## Exercise prompt
Rewrite the records below as a numbered list, omitting blank lines and pictures, beginning with the line that contains "Can you see the brick front" and continuing through the end of the records.

--- START OF Dataset excerpts ---

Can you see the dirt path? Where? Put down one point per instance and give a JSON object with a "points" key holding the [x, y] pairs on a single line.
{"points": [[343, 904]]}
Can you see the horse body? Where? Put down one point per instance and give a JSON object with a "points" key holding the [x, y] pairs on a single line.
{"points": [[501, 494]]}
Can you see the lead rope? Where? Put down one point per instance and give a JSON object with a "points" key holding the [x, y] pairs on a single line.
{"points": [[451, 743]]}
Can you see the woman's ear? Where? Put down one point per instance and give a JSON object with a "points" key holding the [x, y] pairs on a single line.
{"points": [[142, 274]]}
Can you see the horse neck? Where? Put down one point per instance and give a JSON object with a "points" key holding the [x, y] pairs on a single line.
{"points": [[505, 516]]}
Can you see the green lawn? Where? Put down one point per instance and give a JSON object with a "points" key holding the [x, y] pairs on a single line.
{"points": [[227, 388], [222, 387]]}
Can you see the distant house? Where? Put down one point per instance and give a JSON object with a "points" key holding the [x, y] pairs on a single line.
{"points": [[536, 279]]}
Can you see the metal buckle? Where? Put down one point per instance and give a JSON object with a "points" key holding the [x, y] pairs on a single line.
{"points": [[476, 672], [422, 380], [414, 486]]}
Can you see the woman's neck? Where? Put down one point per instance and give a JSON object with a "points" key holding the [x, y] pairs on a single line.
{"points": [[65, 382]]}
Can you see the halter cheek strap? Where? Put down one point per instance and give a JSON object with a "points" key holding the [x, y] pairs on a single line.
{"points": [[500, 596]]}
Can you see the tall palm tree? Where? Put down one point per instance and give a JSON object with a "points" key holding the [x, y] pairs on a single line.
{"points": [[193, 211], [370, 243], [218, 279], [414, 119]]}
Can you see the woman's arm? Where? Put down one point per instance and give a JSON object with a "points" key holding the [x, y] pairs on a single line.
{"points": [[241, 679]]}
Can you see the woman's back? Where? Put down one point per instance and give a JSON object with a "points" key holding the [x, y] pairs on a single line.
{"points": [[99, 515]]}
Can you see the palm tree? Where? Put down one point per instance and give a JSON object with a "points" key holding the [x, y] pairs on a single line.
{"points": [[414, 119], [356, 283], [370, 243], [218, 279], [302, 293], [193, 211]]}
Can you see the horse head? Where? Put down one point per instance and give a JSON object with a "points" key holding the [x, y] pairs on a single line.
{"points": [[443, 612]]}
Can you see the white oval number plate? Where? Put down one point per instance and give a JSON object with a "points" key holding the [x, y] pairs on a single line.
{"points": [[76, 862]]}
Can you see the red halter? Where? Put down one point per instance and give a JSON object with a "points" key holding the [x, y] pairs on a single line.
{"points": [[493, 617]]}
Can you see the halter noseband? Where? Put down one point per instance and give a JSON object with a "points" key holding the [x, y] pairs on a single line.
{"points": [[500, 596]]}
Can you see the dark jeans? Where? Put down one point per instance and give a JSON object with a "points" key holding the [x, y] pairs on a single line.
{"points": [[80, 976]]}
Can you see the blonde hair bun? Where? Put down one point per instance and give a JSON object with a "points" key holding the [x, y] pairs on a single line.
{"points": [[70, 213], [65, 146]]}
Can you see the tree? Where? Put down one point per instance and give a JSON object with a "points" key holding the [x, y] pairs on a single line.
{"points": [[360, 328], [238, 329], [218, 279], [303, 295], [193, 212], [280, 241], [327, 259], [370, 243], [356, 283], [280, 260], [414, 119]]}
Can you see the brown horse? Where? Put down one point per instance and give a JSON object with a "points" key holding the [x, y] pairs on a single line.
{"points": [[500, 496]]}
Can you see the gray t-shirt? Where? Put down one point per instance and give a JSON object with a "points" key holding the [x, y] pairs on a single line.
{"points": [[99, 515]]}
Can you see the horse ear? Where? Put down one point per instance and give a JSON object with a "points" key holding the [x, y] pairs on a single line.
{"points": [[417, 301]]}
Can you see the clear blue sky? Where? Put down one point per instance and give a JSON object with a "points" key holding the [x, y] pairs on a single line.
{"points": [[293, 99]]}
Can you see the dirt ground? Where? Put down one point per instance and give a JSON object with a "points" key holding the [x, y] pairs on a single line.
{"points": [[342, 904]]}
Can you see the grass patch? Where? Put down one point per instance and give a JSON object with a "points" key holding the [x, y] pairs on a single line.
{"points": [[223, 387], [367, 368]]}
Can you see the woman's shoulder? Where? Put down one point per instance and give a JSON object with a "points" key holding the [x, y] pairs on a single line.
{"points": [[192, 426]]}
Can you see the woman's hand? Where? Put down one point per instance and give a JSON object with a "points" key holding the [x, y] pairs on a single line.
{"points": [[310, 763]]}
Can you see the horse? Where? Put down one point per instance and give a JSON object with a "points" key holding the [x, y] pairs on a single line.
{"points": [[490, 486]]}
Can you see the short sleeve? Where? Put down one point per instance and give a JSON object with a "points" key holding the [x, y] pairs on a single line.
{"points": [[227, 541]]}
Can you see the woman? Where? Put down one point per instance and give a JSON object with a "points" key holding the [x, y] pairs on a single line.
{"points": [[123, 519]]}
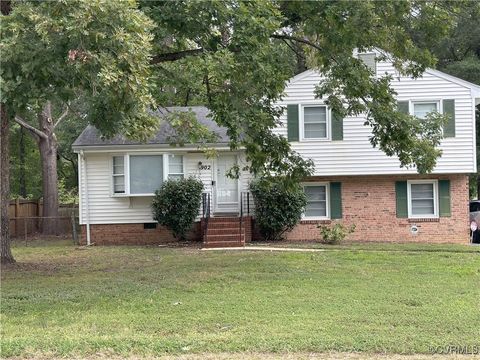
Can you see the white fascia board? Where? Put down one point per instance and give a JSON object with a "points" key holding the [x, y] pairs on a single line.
{"points": [[149, 147], [474, 87]]}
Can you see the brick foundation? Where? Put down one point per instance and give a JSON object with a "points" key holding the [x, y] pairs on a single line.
{"points": [[369, 203]]}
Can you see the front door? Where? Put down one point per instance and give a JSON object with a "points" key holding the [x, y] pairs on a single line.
{"points": [[226, 189]]}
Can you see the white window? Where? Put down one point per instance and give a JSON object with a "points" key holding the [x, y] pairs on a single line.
{"points": [[119, 174], [369, 60], [420, 109], [317, 201], [143, 174], [422, 199], [315, 122], [146, 173], [175, 167]]}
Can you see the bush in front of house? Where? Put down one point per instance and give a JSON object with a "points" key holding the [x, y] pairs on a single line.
{"points": [[335, 234], [279, 204], [176, 205]]}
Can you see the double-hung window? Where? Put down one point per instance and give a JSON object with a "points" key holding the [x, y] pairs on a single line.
{"points": [[422, 199], [142, 174], [118, 175], [420, 109], [369, 59], [317, 201], [146, 173], [175, 167], [315, 122]]}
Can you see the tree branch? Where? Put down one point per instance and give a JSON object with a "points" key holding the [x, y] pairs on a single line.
{"points": [[65, 113], [297, 39], [175, 55], [34, 131]]}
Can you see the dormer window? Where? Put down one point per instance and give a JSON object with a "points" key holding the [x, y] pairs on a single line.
{"points": [[422, 108], [315, 120], [369, 60]]}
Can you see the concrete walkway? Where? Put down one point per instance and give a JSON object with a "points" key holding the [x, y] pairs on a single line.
{"points": [[264, 248]]}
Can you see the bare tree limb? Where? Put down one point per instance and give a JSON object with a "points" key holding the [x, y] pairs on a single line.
{"points": [[34, 131]]}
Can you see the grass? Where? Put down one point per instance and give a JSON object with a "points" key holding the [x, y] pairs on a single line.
{"points": [[146, 301]]}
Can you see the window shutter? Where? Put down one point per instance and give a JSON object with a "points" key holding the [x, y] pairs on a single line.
{"points": [[335, 200], [402, 106], [444, 197], [401, 199], [449, 109], [337, 126], [292, 122]]}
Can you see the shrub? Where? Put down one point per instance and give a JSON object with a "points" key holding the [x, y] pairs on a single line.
{"points": [[279, 205], [335, 234], [176, 205]]}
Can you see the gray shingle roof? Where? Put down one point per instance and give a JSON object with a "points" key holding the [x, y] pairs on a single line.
{"points": [[91, 136]]}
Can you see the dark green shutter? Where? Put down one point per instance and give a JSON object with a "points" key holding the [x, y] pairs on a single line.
{"points": [[335, 200], [444, 197], [449, 109], [402, 107], [292, 122], [337, 126], [401, 198]]}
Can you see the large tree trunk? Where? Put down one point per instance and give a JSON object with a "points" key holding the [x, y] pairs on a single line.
{"points": [[21, 159], [48, 155], [6, 256]]}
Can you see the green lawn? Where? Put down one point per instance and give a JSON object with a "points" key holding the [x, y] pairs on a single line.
{"points": [[64, 301]]}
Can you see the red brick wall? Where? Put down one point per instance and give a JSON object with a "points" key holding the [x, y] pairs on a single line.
{"points": [[132, 234], [369, 203]]}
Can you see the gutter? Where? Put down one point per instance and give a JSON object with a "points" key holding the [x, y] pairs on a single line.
{"points": [[84, 180]]}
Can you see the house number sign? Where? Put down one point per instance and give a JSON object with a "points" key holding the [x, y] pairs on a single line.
{"points": [[204, 166]]}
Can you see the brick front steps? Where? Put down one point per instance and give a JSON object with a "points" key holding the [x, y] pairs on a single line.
{"points": [[224, 232]]}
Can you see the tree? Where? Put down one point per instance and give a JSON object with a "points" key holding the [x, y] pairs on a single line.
{"points": [[55, 52], [458, 54], [237, 56], [6, 256]]}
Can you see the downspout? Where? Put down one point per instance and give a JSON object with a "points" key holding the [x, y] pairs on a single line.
{"points": [[84, 180]]}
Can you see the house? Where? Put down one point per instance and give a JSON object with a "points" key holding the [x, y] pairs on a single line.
{"points": [[353, 182]]}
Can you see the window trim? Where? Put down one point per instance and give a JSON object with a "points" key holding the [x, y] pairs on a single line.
{"points": [[435, 199], [113, 175], [168, 165], [411, 105], [327, 200], [126, 166], [302, 123]]}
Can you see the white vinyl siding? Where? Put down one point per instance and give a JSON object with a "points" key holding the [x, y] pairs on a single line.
{"points": [[175, 167], [105, 207], [422, 199], [146, 173], [369, 60], [355, 155], [314, 122], [317, 201], [420, 109]]}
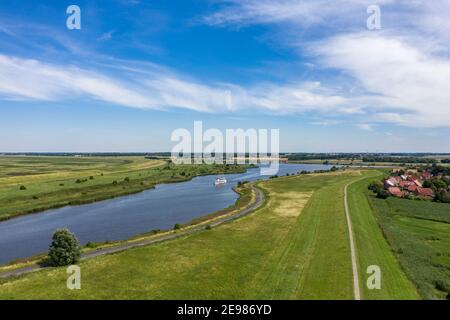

--- END OF Dataset excerpts ---

## Solution below
1. Can you see the brick front steps? Where? Put down one point per instance and give a JSON object with a "points" key holding the [x, y] pairs on a single line.
2. {"points": [[224, 232]]}
3. Can you see the tree? Where? Put down one point per instance and give a JSON object with a "points" key holding the [x, y] pairs on a single line.
4. {"points": [[55, 52], [458, 54], [237, 56], [6, 256]]}
5. Can you see the downspout? Where? Put down one point per instance and give a JSON object with a "points" key holding the [x, y] pairs on a single line.
6. {"points": [[84, 180]]}
7. Can you see the house? Where? Put down one point per instance and give a JSON object with a "points" key holding the [x, y] pairs on a single line.
8. {"points": [[353, 182]]}
9. Can you see the window trim? Where? Put down one point per instance and give a JSON object with a "points" key holding the [x, y] pairs on a single line.
10. {"points": [[435, 199], [113, 175], [168, 165], [411, 105], [327, 200], [126, 166], [302, 123]]}
11. Can you see the white vinyl siding? Where? Put down one point per instance and give a JSON object with a "points" key holding the [x, y] pairs on a single line.
12. {"points": [[175, 167], [105, 207], [422, 199], [146, 173], [369, 60], [355, 155], [314, 122], [317, 201], [420, 109]]}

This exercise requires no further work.